[THE REQUEST]:
Copy out all the entries exactly.

[SUPPLIED RECORDS]:
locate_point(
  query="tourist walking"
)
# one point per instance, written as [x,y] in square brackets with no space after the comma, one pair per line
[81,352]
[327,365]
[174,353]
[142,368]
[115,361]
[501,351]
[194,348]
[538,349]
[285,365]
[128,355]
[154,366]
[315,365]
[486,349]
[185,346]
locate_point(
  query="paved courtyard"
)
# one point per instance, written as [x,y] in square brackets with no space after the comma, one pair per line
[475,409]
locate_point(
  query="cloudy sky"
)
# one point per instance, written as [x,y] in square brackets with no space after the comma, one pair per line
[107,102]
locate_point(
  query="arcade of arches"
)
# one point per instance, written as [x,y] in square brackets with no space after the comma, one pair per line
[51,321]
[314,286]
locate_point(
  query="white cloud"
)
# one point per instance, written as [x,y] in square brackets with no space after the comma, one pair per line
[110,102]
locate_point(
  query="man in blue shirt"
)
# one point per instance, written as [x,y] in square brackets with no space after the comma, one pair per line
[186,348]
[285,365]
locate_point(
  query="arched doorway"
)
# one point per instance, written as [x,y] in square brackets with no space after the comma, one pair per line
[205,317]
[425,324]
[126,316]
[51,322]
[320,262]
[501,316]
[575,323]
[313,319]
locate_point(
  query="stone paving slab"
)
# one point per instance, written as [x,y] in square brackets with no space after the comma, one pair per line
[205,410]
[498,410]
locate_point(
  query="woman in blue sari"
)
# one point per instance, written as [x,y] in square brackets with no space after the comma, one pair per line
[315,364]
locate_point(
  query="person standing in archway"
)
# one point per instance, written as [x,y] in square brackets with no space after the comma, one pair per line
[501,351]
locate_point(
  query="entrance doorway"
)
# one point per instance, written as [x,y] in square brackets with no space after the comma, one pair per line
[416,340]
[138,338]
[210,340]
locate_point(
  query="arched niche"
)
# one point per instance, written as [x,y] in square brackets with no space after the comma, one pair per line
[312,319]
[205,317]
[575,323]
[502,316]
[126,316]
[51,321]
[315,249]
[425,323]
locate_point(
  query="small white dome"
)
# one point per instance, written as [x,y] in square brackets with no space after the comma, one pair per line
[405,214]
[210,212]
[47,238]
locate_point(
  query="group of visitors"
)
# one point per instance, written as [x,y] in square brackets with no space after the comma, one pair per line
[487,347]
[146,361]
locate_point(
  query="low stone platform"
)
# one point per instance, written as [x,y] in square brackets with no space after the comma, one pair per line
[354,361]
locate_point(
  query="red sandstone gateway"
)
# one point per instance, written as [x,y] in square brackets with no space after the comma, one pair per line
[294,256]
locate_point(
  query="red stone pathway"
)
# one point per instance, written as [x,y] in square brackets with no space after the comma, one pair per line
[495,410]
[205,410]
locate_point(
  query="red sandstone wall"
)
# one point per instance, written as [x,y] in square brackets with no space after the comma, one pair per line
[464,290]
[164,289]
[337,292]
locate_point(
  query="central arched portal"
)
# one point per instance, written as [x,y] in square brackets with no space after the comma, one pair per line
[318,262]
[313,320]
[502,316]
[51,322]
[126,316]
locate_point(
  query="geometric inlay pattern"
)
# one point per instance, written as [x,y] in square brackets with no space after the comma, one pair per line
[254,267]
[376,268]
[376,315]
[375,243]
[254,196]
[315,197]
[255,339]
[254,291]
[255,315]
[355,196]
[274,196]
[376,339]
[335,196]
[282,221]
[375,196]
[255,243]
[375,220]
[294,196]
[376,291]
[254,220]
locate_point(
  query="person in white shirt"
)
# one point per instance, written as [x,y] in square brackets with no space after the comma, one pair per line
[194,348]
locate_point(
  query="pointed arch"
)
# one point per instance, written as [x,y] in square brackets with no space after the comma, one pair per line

[SOLUTION TO THE PROBLEM]:
locate_point(
  query="tourist walking"
)
# one point per instance, written as [x,y] in square brackets with no space after the comma, one pair per line
[81,352]
[327,365]
[174,353]
[142,368]
[115,361]
[501,351]
[194,348]
[538,349]
[285,365]
[128,355]
[154,366]
[315,365]
[486,349]
[185,346]
locate_point(
  query="paved courtyard"
)
# one point per instance, written as [x,y] in square brackets with no space after the comma, one pair per line
[475,409]
locate_point(
  query="cloudy sky"
)
# one point per instance, written as [x,y] in square brackets with no space after the comma, one pair per line
[107,102]
locate_point(
  query="arcade of arches"
)
# one point per instance, written as [x,y] in square brackets with no space after the comma, one pair per line
[51,321]
[314,286]
locate_point(
  query="white cloud"
)
# one point per instance, written as [x,y] in square brackets with no space after the comma, one pair per line
[110,102]
locate_point(
  query="man in blue shirt"
)
# one point per instance, written as [x,y] in square brackets with no space after the comma, one pair per line
[186,348]
[285,365]
locate_point(
  query="arched doorway"
)
# one point per instance, written as [x,y] in square brackets with no space after the comma, one pair per line
[205,317]
[425,324]
[126,316]
[51,322]
[320,262]
[501,316]
[575,323]
[313,319]
locate_point(
  query="stone paving slab"
)
# one point per instance, written as [x,y] in square brackets with no space after the comma, one pair per line
[205,410]
[498,410]
locate_point(
  query="woman in blue sari"
)
# one point per instance, written as [x,y] in square brackets with no space after the comma, one pair per line
[315,364]
locate_point(
  query="person standing in archway"
)
# one point per instance, written as [x,y] in square brackets with no space after the comma, one pair per line
[501,351]
locate_point(
  query="entrance doorway"
)
# one point per instance, written as [x,y] in square brackets with no space after the comma, one pair per line
[416,340]
[138,338]
[210,340]
locate_point(
  query="arched niche"
)
# one point per instance, written as [x,y] in square brackets with no space after the comma, one pair per line
[312,319]
[205,317]
[575,323]
[502,316]
[126,316]
[51,321]
[315,249]
[425,323]
locate_point(
  query="small white dome"
)
# one point per instance, written as [x,y] in square brackets with no space after the comma, one pair per line
[405,214]
[210,212]
[47,238]
locate_point(
  query="group of visitors"
)
# one point per instance, written as [x,y] in square brackets with no space after the comma, one pair per line
[487,347]
[146,361]
locate_point(
  query="low stone platform"
)
# one point per instance, written as [x,y] in square brackets with no space after the comma, one pair per line
[354,361]
locate_point(
  query="red sandstone gateway"
)
# one point per instance, written as [x,y] in square brackets with no space after the comma, one pair per line
[294,256]
locate_point(
  query="red stone pathway"
)
# one point per instance, written as [x,y] in square brackets with no space after the comma, one pair per line
[495,410]
[205,410]
locate_point(
  query="red sandstone wall"
)
# one point per instance, written as [x,y] in square brackets with no space after the comma, one pair per line
[464,290]
[164,289]
[337,292]
locate_point(
  query="central arched portal"
)
# one point per instance, written as [x,y] in square brackets with no space after the comma, one pair per line
[318,262]
[313,320]
[502,316]
[51,322]
[126,316]
locate_point(
  query="geometric inlay pattern"
)
# one point per instance, written as [x,y] in square brackets with no space after the comma, one pair per line
[254,267]
[376,268]
[376,315]
[375,243]
[254,196]
[315,197]
[255,339]
[254,291]
[255,315]
[355,196]
[274,196]
[376,339]
[335,196]
[282,221]
[375,196]
[255,243]
[375,220]
[294,196]
[376,291]
[254,220]
locate_point(
  query="person in white shirt"
)
# one point per instance, written as [x,y] in square brackets with no space after the comma, one pair per line
[194,348]
locate_point(
  query="pointed arch"
)
# one point per instance, written as [x,y] in square brackets with no space after the comma, one pair per line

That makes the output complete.